§ **SUPPLIED TEXT**
= = = =

# Chapter 11



## toxo (Jun 19, 2002)

HAS ANY ONE HEARD OF BEAR/jENNINGS/GOLD EAGLE GOING OUT OF BUSINESS AGAIN OR LOSING THE CHAPTER 11 FILING?


----------



## mshane (Oct 15, 2002)

Update: Indiana Company To Buy North American Archery Group 
Escalade Inc., which makes basketball backboards and Ping-Pong tables, announced Monday it plans to buy almost all assets of bankrupt archery equipment maker North American Archery Group (NAAG). 
Escalade, based in Evansville, Indiana, will pay about $4.8 million to NAAG and assume about $6.3 million of the company's debt. Escalade says it plans to use the Fred Bear brand name to expand its distribution. 

The plan to buy NAAG's inventory, accounts receivable, property, plant and equipment is subject to bankruptcy court approval by June 6, a Escalade spokesperson said.


----------



## Top Cat (Jun 22, 2002)

*Escalade Inc.*

It is my understanding that Escalade Inc. is the same company that bought XI Archery. I hope they do a better job this time.


----------



## tfox (Oct 22, 2002)

Tpop cat.That was what I thought .The job they did with XI was horrible.I hope they do a good job with these bows considering I am only about 15 minutes away in Henderson Ky and would love them to help the local economy.It would be nice to shoot for a local company too.


----------



## toxo (Jun 19, 2002)

*Good luck*

They are, NAAG, iun debt 18 million........so good luck if the court approves it!!!!!!!


----------



## Top Cat (Jun 22, 2002)

*toxo*

Just curious, if NAAG is 18 million in debt, how come escalade only has to give them 4.8 million and assume 6.3 million of there debt.? Is this how chapter 11 works?


----------



## toxo (Jun 19, 2002)

*HMMMM*

Do not know but as I do KNOW.......bidding does not even begin until next week!!!!!!!!


----------



## AeroEagle1 (Jan 17, 2003)

If I am not mistaken they sold the Fred Bear Museum to Pro Bass for some $$ to help with the debt that they have. Time will only tell what happens some just buy companies for parts of it and let the other parts fall by the wayside. So time will tell I just hate when some like Fred Bears name is used and abused for someone elses gains...


----------



## BUCKSTER (Jan 20, 2003)

My understanding is NAAG is about 11 mil in debt when they filled chapter 11 at the end of last year or early this year.

= = = =

§ **RECORDED INFORMATION**

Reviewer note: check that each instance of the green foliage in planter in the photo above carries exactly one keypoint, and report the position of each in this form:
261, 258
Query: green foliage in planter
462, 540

= = = =

§ **INSTRUCTION 1**
Copy the passage of the archery bankruptcy thread between "Just curious, if" and "chapter 11 works?", inclusive.
§ **INSTRUCTION 2**
Continue the forum thread about North American Archery Group's Chapter 11 filing, starting after its last post.

§ **RIGHT ANSWER 1**
Just curious, if NAAG is 18 million in debt, how come escalade only has to give them 4.8 million and assume 6.3 million of there debt.? Is this how chapter 11 works?

§ **RIGHT ANSWER 2**
It will be sometime after june 6th before most of us will know what Escalde will do with NAAG.


----------



## toxo (Jun 19, 2002)

*11*

It was more then that. Any one who was on their shooting staff or advisory staff got all the details from the lawyers office in Florida. That is all I am going to say for now.......See where the whole thing ends up.......It is one Fubar.......and as I said......It is all up to the judge!!!!


----------



## Xringer (May 2, 2003)

Anymore info?


----------



## x-ring-1 (Oct 31, 2002)

*done*

I was told by our Bear Rep. that it's a done deal and things are looking good!!!!!!


----------



## toxo (Jun 19, 2002)

*11 and more*

The bear rep said that Escalade has bought bear and is buying them new and better CNC machines......so expect some new products next year.....and what is hittting stores as we speak is a new G2XL......same bow but 30" ATA and with Sims limb savers installed!!!!!!!! Weighs only 3 lbs.


----------



## Grndzer (Jan 17, 2003)

Darn, I was hoping this was that mathews post I was looking for.  Bring It!!


----------



## Africanbowhunter (May 29, 2003)

JENNIGNSBEAR FIRED TOM JENNINSG A FEW YEARS AGO

tyHEY GE WHAT THEY DESERVE


WHAT GOES AROUND COEM AROUND 

BEAR MADE AMO FORCE TOM TO EXIT THE HALLAND NOT RETURN


SHABBY


----------



## onexarcher (May 16, 2003)

Escalade has purchased NAAG. They have moved all the NAAG information to the below listed website. 

http://www.escaladesports.com/corporate/fredbear.html


----------



## VAREBEL (Jan 5, 2003)

i hope they do a better job this time around.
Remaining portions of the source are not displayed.